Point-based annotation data
↓↓↓
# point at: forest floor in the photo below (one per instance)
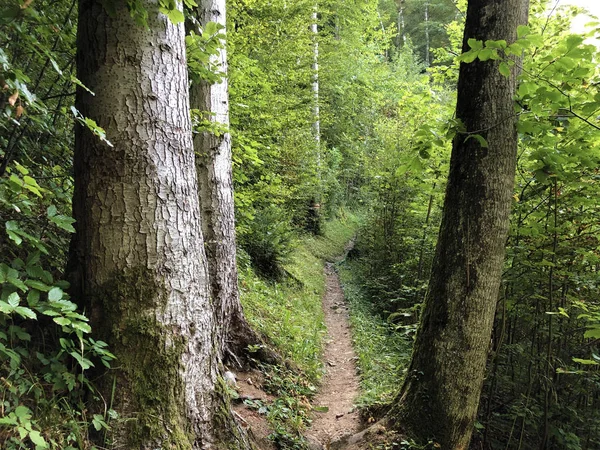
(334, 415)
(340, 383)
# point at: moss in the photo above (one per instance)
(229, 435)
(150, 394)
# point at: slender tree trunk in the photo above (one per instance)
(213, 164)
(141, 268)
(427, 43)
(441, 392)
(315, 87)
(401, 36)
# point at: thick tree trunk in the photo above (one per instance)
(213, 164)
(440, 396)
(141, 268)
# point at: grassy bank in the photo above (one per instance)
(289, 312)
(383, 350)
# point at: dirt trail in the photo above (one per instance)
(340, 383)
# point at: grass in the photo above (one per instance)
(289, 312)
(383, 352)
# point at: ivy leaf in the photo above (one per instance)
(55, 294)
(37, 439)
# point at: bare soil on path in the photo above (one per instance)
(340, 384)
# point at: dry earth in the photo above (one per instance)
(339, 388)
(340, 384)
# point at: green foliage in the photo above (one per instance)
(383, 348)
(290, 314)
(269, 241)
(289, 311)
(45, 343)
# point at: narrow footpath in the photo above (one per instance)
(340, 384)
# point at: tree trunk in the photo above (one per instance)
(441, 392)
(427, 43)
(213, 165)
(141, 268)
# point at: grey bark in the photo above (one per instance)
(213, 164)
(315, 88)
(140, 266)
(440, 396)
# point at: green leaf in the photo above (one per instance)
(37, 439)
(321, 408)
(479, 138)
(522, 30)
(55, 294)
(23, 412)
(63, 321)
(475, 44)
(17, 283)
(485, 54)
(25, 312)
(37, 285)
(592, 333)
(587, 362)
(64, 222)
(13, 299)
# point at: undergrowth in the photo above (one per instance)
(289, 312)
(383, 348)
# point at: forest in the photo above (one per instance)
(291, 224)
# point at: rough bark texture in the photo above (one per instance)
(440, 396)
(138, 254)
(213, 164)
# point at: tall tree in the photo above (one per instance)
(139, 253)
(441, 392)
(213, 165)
↑↑↑
↓↓↓
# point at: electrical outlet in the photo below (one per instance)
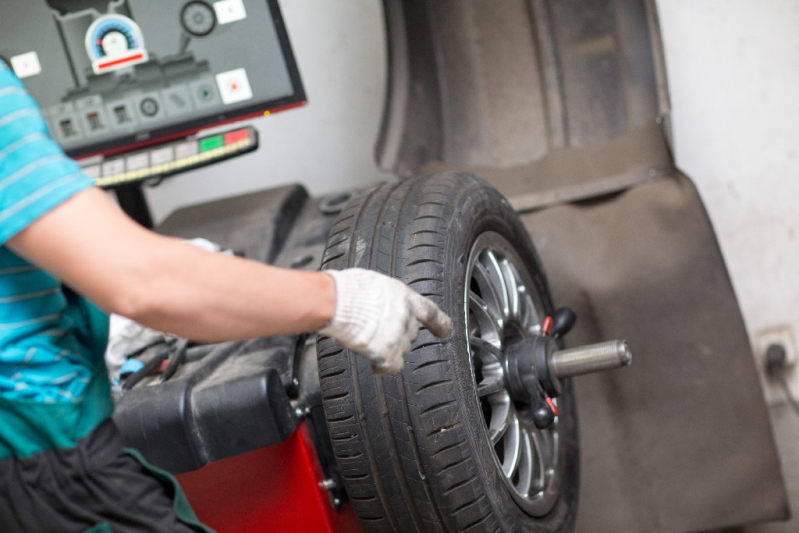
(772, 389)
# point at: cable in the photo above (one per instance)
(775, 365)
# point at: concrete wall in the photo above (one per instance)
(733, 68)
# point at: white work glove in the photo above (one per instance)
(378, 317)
↑↑↑
**Goal**
Count the lines in the entries that contain the string "bark", matching case exactly. Reply with the number alone.

**Result for this exercise**
2